Instrução A:
Copie, do texto sobre o sistema prisional, o trecho de "Como se não" a "Renascença. Bem menos.".
Instrução B:
Prossiga com o texto sobre o sistema prisional a partir do ponto em que ele para.

Texto:

+ + + + +

Está no imaginário social. Quadro de presídio é pintado em cores de tensão, tristeza e revolta. São mãos que, em bravata, agarram as grades desgastadas, no encontro grosseiro entre a bestialidade e a autocompaixão; é o silvo metálico que ressoa, em quandos, na espinha dos corredores emudecidos; é o bafio sombrio e empoeirado do claustro; e, o que assola, é a solidez da solidão.
As experiências, dali, não se carregam em porta-retratos.
Como se não bastasse a atmosfera opressiva de toda instituição totalizante, o sistema carcerário brasileiro convive, no quesito hostilidade, com um agravante a um passo de ser naturalizado: a superlotação. Presos são apinhados em cubículos de concreto; por vezes, celas, regularizadas para receber até cinco pessoas, aglutinam quase trinta. A realidade subumana – em que palavras como privacidade e organização, há muito, não são ouvidas – materializa um universo dantesco, com menos literatura que na Renascença. Bem menos.
Entretanto, parte do que se pensa – e muito do que se cria sobre os presídios – não atravessa a risca da suposição coletiva. Ao contrário do que a mitologia perpetuada aponta, é possível buscar alternativas de humanização, mesmo em meio a condições de extrema adversidade. A política de ressocialização aponta que, através do trabalho e do acompanhamento escolar, detentos conseguem fixar os primeiros degraus na escada de saída de seus infernos particulares. O encontro entre instrução e aprendizado tem, no fortalecimento da condição de indivíduo autônomo e livre, sua foz.

+ + + + +

Itens apresentados:
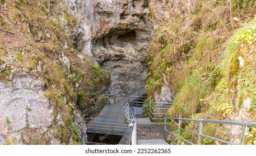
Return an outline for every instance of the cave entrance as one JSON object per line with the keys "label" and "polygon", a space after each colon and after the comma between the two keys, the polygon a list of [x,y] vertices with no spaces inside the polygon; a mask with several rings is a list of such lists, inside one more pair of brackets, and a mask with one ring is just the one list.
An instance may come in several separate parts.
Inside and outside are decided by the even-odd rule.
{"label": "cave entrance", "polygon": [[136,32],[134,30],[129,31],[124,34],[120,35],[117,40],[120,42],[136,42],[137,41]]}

+ + + + +

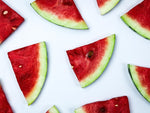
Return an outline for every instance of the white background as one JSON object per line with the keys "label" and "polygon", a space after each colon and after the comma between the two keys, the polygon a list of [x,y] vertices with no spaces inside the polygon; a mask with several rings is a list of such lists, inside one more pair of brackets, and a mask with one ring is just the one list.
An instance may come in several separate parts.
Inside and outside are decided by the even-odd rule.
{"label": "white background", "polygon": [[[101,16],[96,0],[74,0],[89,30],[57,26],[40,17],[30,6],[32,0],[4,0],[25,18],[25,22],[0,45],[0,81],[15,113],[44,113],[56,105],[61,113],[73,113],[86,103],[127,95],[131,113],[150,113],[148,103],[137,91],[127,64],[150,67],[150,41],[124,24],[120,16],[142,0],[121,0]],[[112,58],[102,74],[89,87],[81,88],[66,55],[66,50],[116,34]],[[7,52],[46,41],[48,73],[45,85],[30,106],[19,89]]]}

+ + + + +

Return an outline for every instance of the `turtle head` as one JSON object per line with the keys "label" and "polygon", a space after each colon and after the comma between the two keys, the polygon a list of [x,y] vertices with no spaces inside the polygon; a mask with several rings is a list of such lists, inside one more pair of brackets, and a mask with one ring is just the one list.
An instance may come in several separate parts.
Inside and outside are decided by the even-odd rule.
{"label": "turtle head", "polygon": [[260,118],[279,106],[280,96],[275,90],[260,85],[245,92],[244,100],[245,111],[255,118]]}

+ + + + +

Resposta A:
Como se não bastasse a atmosfera opressiva de toda instituição totalizante, o sistema carcerário brasileiro convive, no quesito hostilidade, com um agravante a um passo de ser naturalizado: a superlotação. Presos são apinhados em cubículos de concreto; por vezes, celas, regularizadas para receber até cinco pessoas, aglutinam quase trinta. A realidade subumana – em que palavras como privacidade e organização, há muito, não são ouvidas – materializa um universo dantesco, com menos literatura que na Renascença. Bem menos.

Resposta B:
A Colônia Penal Feminina do Recife, localizada no bairro de Engenho do Meio, zona oeste da cidade, tem capacidade para abrigar 150 mulheres. No dia 23 de maio, recebia 675. Segundo o Conselho Nacional de Justiça (CNJ), as condições do estabelecimento são péssimas. Nas celas, sequer há espaço para o varal. O banheiro é minúsculo, e uma cortina de tecido barato faz vez de porta. Desse lado, o repertório de atividades é minguado, dormir e assistir a uma televisão de 14 polegadas – a que toda cela tem direito, se for fornecida pela família das detentas – é, na melhor das hipóteses, o que se tem para fazer.
Duas faces da realidade
Da inércia e da desordem, se cria um ambiente de angústia compartilhada, que reduz a perspectiva mais simples à menor chance de se fazer concreta. Não se afogar no charco do desestímulo parece impossível. Mas só parece. Quase 22% das detentas conseguem fazer da vida que ali se leva também uma experiência socialmente construtiva, minimizando as chagas que a convivência na instituição provoca. Hoje, 147 mulheres trabalham na unidade; ou no setor administrativo – as chamadas concessionadas – ou em uma das quatro empresas privadas parceiras da Colônia Penal.
Empregar mão-de-obra dos presídios não é caridade. Augusto Sales, supervisor de laborterapia, explica que, de acordo com a Lei de Execuções Penais, se trata de um negócio vantajoso para as empresas. Não precisa pagar férias, décimo terceiro salário e nem rescisão contratual. Só devem ao Estado, todo mês, o valor de dois salários mínimos, para custear a energia e a água por conta das instalações, que funcionam na própria unidade prisional. O empresário também é responsável por montar o espaço de trabalho, com reformas de galpões, teto e instalações elétricas.
As detentas que trabalham no setor privado recebem 75% do salário mínimo (R$ 408,75) em espécie. Já para as concessionadas, 25% desse valor é retido na poupança que o Estado faz para cada uma. Recebem-se R$306,56 e os R$102,19 restantes são armazenados todo mês. Uma vez em liberdade, tem-se acesso integral ao dinheiro.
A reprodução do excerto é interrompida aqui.